■ Excerpted records
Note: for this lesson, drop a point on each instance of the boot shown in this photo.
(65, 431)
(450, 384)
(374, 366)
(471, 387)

--

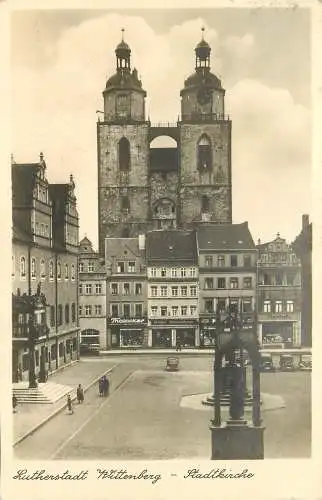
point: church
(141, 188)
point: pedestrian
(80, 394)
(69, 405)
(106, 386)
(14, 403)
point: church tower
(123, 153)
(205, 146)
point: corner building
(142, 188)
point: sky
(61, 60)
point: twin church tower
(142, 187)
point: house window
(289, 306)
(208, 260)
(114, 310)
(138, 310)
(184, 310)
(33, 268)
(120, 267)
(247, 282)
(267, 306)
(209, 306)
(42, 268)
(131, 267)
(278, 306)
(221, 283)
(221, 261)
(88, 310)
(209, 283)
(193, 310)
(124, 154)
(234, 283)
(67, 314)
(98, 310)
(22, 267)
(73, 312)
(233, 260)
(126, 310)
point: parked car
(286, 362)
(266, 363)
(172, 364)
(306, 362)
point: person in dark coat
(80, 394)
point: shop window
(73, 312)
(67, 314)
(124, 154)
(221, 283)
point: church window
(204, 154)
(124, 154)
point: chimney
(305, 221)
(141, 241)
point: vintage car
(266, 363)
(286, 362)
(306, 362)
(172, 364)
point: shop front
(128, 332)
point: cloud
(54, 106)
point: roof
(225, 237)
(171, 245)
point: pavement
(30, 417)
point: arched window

* * *

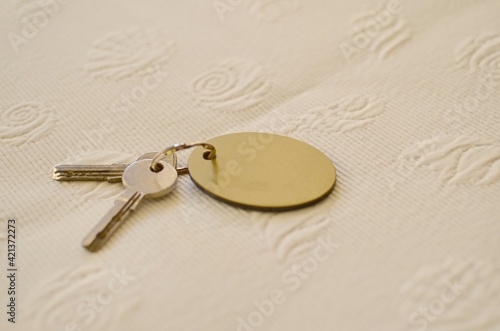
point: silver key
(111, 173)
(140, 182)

■ The problem
Send back exactly the lines of the listing above starting at the one with "point: chimney" and ending at the one with "point: arched window", inclusive, and no others.

■ Response area
point: chimney
(305, 221)
(141, 241)
point: vintage car
(266, 363)
(286, 362)
(306, 362)
(172, 364)
point: shop front
(128, 332)
point: cloud
(54, 106)
point: roof
(225, 237)
(171, 245)
point: pavement
(30, 417)
point: arched window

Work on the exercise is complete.